### [Exigences du problème]
Reprenez le texte sur la fin de l'année scolaire 2020 et poursuivez-le à partir de sa dernière phrase.

### [Texte de lecture]
* * * * * * *
Maintenant pour moi c’est la préparation de la rentrée 2020 donc même si les interrogations sont nombreuses. Demain ça sera une réunion pour programmer deux journées en août pour nos élèves car j’ai envie de faire ça pour eux même si je sais que l’idée ne remporte pas tous les suffrages. Mais pour moi c’est une situation particulière qui fait que nous devons proposer quelque chose de particulier…

C’est aussi le temps des commissions et l’année devrait se terminer le 10 juillet après le dernier jury de délibération suite aux oraux de contrôle. Là encore ça ne sera pas bien évident pour moi qui adore les fins d’année et toute l’aide qu’on peut apporter aux élèves. Ce maudit virus me privera décidément de beaucoup de choses car leurs cris de joie en lisant leur nom sur la liste des admis ne sera pas possible ou ne sera pas comme d’habitude car ils ont cette angoisse (et l’entendent déjà tellement) que leur diplôme n’aura pas la même valeur. Idée que je ne partage absolument pas car cela fait trois ans qu’ils travaillent pour le décrocher ce bac ou deux ans pour le CAP et ils n’ont pas failli. Les compétences ils les ont acquises même s’il va manquer deux mois, et on ne peut pas, on n’a pas le droit de leur dire que leur diplôme n’a pas la même valeur que d’habitude. Il sera sans doute différent mais il récompensera leurs efforts et pour certains les efforts ont été énormes surtout dans nos lycées professionnels et compte tenu de tout ce qu’ils ont à gérer par ailleurs…

Cette année (enfin surtout à partir du 13 mars) aura été la plus compliquée à vivre pour moi en tant qu’enseignante. Elle me laisse un goût amer pour de nombreuses raisons. D’une part, je me sens responsable de n’avoir pas pu conserver tous mes élèves malgré des efforts que beaucoup ne croient pas si importants que ça (mais ça c’est un autre débat) et d’autre part, parce que ça aura créé de nombreuses, très nombreuses, trop nombreuses tensions. Nous avons, je pense, tous souffert à des degrés différents sans doute de cette période. Nous n’en mesurons peut-être même pas l’importance ni même les répercussions que cela a eu, a et aura sur notre façon d’être et de faire. Je regrette profondément l’agressivité que cela a fait naitre mais qu’il est difficile de contrôler (j’en suis consciente puisque moi aussi j’ai pu me montrer agressive sur certains points qui me dérangent). Et pourtant…

Je rêve d’une rentrée plus sereine mais je sais pertinemment que c’est un rêve !
* * * * * * *
### [Les données]
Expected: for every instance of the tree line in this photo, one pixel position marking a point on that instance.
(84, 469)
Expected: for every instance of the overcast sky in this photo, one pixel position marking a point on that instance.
* * * * * * *
### [Résultat obtenu]
Malgré tout, je me réjouis à l’idée de pouvoir être là pour mes élèves, de les guider, de les accompagner, de les rassurer car au delà de toutes les polémiques, de tous les “ratages”, de toutes les incohérences, c’est bien la seule chose qui doit rester notre objectif. Et j’essaie de ne pas m’autoriser à dire que ma situation était pire que celle des autres, au contraire, j’essaie (je dis bien j’essaie) de me dire qu’il y a bien pire situation que la mienne même si rien n’a été simple et de ce fait, j’essaie (je dis bien j’essaie) de ne pas me plaindre en continu…

On n’a pas digéré, je n’ai pas digéré certaines choses mais je place de l’espoir dans mes élèves, dans les professeurs géniaux (ma #teammimi, mon écogestfamily, mes PE, mes profs de SVT chouchous…) avec lesquels j’échange sur Twitter ou ailleurs, de l’espoir dans ce mur collaboratif qui s’est enrichi au fur et à mesure du confinement, de l’espoir dans les projets que nous sommes en train de mettre en place avec mes collègues donc de l’espoir dans l’entraide que l’on peut renforcer et qui nous aidera très certainement à construire un beau chemin pour nos élèves.

Et je remercie donc toutes les personnes qui m’ont aidée à traverser cette période, je remercie mes élèves pour leurs efforts, pour avoir été assez forts pour traverser tout ça, et j’espère sincèrement ne plus jamais revivre un épisode aussi compliqué et que les blessures finiront par s’estomper, s’effacer… même si je sais que ça sera difficile.